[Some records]
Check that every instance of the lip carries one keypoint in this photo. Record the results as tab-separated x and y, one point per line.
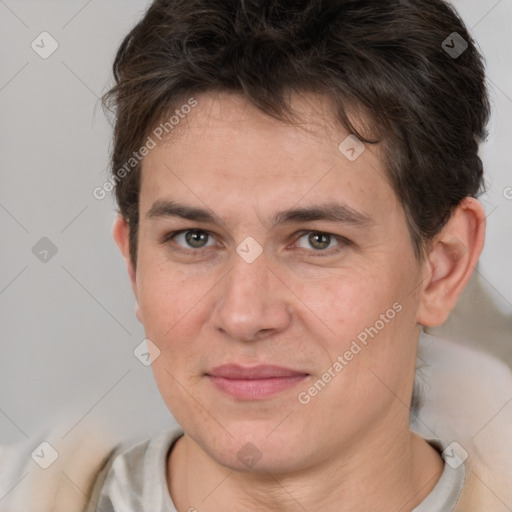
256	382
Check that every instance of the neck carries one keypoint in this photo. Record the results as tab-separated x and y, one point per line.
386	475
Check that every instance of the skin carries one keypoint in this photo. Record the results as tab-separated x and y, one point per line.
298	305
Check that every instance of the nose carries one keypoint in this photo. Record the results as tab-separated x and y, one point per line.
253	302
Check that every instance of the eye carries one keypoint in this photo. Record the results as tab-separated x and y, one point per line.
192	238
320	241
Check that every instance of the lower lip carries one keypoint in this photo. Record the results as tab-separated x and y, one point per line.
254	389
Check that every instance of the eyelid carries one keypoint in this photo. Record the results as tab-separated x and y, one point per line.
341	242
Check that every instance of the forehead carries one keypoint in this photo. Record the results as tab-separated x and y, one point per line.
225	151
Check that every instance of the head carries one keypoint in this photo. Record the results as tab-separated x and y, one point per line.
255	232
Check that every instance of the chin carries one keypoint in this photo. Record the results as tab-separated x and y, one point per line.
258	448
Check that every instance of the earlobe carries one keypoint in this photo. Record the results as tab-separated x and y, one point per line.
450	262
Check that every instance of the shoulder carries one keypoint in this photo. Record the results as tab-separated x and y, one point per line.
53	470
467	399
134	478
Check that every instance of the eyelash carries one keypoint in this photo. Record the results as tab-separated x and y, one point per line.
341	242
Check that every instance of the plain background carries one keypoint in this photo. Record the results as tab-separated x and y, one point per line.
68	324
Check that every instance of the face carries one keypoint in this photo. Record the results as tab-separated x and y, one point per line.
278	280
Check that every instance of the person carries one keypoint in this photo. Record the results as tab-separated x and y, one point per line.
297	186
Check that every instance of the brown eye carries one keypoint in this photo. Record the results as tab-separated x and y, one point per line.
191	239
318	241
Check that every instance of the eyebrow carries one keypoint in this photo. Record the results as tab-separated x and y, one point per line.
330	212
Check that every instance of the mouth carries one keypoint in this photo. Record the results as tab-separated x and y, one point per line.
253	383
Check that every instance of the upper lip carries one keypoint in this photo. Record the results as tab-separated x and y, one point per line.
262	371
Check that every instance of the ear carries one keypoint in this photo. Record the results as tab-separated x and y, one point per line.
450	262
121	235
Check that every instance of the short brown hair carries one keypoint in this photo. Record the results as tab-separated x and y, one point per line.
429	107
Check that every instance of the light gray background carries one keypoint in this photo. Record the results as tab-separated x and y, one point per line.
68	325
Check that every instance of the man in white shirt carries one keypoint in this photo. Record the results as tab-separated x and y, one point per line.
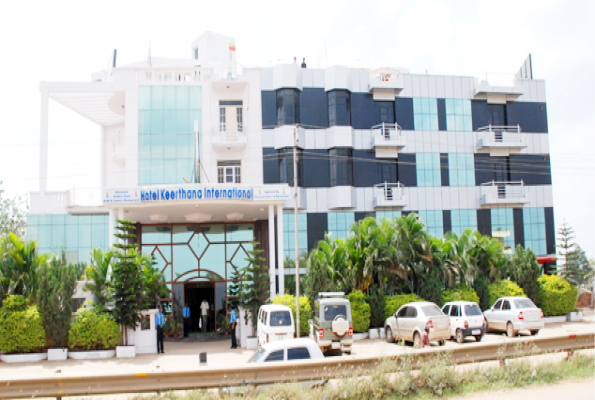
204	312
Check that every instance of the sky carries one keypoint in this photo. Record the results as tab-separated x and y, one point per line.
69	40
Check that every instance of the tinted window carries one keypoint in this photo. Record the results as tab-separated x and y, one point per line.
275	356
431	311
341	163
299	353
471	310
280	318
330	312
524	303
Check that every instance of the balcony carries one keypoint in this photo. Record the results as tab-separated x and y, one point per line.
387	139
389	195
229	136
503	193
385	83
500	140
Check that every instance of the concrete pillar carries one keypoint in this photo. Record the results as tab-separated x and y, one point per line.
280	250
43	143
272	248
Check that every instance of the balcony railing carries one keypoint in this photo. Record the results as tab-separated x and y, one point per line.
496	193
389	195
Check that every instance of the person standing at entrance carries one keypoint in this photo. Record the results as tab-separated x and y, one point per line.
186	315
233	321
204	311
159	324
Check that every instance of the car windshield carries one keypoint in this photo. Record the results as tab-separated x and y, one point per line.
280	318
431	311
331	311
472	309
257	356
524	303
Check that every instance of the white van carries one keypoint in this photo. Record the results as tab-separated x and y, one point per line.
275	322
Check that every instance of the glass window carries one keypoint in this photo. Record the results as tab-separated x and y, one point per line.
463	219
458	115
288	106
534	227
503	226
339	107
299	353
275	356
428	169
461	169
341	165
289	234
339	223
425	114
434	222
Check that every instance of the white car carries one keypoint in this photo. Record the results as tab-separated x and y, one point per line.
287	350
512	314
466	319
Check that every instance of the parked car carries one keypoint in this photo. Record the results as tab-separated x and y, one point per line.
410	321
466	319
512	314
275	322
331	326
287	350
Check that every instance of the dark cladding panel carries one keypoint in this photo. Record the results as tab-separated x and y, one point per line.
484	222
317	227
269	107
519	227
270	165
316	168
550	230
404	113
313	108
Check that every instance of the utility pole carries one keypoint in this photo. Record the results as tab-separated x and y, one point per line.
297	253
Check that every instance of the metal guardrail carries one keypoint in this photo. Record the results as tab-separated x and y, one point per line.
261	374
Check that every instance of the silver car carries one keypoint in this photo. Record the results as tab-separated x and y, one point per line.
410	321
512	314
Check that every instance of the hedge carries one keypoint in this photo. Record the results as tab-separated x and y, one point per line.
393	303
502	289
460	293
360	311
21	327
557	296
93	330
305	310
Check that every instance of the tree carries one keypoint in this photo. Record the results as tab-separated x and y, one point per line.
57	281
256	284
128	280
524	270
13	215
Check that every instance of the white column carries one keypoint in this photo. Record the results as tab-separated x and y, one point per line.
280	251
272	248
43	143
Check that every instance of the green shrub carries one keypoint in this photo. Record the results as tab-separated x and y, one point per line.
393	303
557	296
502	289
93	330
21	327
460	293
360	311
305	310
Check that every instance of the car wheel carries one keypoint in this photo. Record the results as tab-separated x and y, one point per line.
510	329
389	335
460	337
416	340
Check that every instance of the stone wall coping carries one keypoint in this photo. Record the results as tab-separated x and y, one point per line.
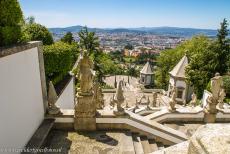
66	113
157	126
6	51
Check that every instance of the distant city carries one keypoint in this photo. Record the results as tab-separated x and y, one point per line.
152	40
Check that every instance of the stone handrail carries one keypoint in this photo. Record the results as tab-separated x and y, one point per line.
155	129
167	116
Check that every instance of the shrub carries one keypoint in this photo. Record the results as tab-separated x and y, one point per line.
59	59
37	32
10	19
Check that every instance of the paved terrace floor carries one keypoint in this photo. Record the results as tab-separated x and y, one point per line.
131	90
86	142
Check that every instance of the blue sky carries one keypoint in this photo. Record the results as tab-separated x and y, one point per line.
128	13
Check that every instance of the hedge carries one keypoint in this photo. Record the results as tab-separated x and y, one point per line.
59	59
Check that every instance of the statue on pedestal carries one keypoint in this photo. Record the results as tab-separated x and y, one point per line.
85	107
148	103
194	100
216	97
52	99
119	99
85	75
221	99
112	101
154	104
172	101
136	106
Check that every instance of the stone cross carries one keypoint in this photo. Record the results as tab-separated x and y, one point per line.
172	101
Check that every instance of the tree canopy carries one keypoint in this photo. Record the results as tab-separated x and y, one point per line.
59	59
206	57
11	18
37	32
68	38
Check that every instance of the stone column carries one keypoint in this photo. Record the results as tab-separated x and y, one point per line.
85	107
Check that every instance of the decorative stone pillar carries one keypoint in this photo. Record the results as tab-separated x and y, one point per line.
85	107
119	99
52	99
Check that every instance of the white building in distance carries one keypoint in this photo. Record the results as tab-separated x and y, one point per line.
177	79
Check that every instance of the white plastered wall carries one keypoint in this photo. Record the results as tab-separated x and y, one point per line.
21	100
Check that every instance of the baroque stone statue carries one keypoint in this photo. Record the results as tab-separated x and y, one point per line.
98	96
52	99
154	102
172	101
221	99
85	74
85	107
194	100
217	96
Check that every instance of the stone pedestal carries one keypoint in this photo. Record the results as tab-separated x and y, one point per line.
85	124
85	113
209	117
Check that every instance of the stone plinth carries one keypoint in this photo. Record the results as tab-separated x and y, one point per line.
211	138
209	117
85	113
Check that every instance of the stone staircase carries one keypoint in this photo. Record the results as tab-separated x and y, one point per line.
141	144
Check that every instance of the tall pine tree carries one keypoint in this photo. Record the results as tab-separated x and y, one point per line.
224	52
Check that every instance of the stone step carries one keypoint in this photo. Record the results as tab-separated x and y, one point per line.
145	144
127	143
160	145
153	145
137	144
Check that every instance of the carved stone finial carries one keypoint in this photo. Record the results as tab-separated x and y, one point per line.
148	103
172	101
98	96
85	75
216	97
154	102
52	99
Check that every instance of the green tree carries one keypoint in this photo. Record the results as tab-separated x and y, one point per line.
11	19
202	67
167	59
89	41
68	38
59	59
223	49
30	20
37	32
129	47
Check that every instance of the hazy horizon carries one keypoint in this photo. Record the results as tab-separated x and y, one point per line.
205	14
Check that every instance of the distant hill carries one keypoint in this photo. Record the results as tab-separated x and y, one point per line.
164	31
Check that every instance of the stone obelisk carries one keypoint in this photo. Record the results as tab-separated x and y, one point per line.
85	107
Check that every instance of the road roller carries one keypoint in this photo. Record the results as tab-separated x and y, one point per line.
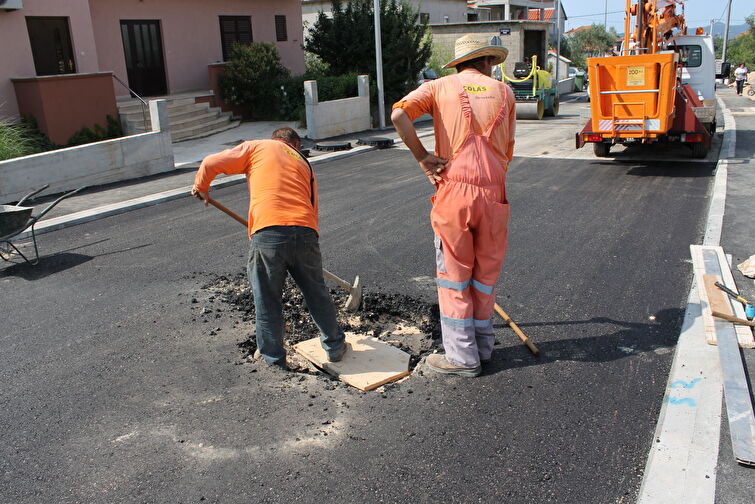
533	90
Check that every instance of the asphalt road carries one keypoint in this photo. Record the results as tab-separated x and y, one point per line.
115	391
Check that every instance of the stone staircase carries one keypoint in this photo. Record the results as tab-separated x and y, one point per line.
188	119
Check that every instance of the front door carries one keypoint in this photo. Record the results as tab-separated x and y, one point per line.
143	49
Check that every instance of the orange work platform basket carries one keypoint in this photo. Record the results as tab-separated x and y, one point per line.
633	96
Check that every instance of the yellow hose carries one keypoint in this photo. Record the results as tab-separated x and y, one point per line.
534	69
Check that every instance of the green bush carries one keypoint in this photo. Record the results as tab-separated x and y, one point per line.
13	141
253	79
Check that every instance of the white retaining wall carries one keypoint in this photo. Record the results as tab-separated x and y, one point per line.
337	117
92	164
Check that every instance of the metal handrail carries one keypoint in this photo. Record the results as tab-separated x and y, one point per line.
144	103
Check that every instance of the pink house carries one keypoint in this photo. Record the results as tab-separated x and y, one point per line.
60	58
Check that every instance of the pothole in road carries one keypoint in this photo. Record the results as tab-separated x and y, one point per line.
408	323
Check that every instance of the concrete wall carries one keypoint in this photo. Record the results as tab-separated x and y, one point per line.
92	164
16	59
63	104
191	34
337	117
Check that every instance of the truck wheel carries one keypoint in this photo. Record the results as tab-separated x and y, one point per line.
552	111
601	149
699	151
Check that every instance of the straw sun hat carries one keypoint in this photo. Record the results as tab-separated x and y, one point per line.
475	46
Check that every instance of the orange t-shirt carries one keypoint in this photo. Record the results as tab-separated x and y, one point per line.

WHAT THE TASK ASKS —
Repeat word for word every line of the records from the one containing "Check that every instance of the truck" through the last line, both ends included.

WRITTEN SOLUTION —
Check that every instance of the truck wheel carries one keypoint in this photo. Record the results as tab-separated x and y, one point per line.
552	111
601	149
699	151
Check that every instance of the straw sun hat carries one keypoint in this photo. Record the results as tab-separated x and y, one point per line.
475	46
Check that every instance of the orange t-shirt carries one keypoint in this photo. Record the results as tab-separated x and y, one point per line.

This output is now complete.